_Required actions_.
a – Copy the passage from the East Timor news report below, starting at "Among the wounded" and ending at "U.N. peacekeeping department.".
b – Carry the East Timor news report below forward from its final sentence.

_Selected excerpt_.

BEGIN

Soldiers fired on unarmed police in East Timor’s capital Thursday, killing nine and wounding 27, as international troops landed to try to end the fighting that threatens to push the country closer to civil war.
Among the wounded were two United Nations police advisers, part of U.N. staff trying to end an hour-long attack by soldiers on the national police headquarters in Dili, U.N. spokesman Stephane Dujarric said in New York.
The U.N. police and military advisers negotiated a cease-fire with the Timorese soldiers, under which the police officers were to surrender their weapons and leave the building, Dujarric said.
“As the unarmed police were being escorted out, army soldiers opened fire on them killing nine and wounding 27 others, including two U.N. police advisers,” he said.
The shooting brought to 14 the death toll of recent fighting between the country’s 800-member army and a band of about 600 dismissed soldiers. Some police officers have also begun to split away and ally themselves with the dismissed soldiers, said Jean-Marie Guehenno, the chief of the U.N. peacekeeping department.

END

_Source information_.

BEGIN

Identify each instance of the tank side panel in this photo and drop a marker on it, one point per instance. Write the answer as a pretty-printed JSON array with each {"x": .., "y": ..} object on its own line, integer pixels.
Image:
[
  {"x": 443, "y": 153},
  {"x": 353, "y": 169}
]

END

_List of answers_.
a –
Among the wounded were two United Nations police advisers, part of U.N. staff trying to end an hour-long attack by soldiers on the national police headquarters in Dili, U.N. spokesman Stephane Dujarric said in New York.
The U.N. police and military advisers negotiated a cease-fire with the Timorese soldiers, under which the police officers were to surrender their weapons and leave the building, Dujarric said.
“As the unarmed police were being escorted out, army soldiers opened fire on them killing nine and wounding 27 others, including two U.N. police advisers,” he said.
The shooting brought to 14 the death toll of recent fighting between the country’s 800-member army and a band of about 600 dismissed soldiers. Some police officers have also begun to split away and ally themselves with the dismissed soldiers, said Jean-Marie Guehenno, the chief of the U.N. peacekeeping department.

b –
U.N. council briefed
Guehenno briefed the U.N. Security Council late Thursday on the turmoil. He said the killings Thursday were preceded by a day of heavy fighting in which the army attacked police who were suspected of joining the rebel soldiers.
The police officers in the headquarters were suspected of being allied with the dissidents.
The police saw the soldiers as they left and “became nervous and started to hurry,” Guehenno said. That apparently triggered the shooting.
“What I understand, in the very tense situation that existed there, there was some movement and then soldiers apparently opened fire and that’s when the police officers were killed,” Guehenno said.
U.N. personnel evacuated the wounded. An unspecified number were critically injured and hospitalized.
“The mission reports that U.N. personnel were able to rescue some 62 additional East Timor police officers and they are now being sheltered in the U.N. compound,” Dujarric said.
Cheers at peacekeepers' arrival
Hundreds of people at East Timor’s main airport cheered earlier in the day as an Australian plane delivered the first international troops sent to keep the country from civil war.
Thank God!” some cried and shouted.
The 130 Australian commandos secured the airport as gunbattles raged elsewhere in the capital, killing at least three people and wounding more than a dozen.
Australia said it will send up to 1,300 troops, along with ships, helicopters and armored personnel carriers, to the Connecticut-sized nation.
Australian Defense Minister Brendan Nelson said the full contingent will reach East Timor as early as Saturday and “will use whatever level of force is required.”
“I fully anticipate we will have a calming effect,“Nelson told Australian Broadcasting Corp. radio.
New Zealand to send forces
New Zealand Prime Minister Helen Clark said her nation will send up 120 troops.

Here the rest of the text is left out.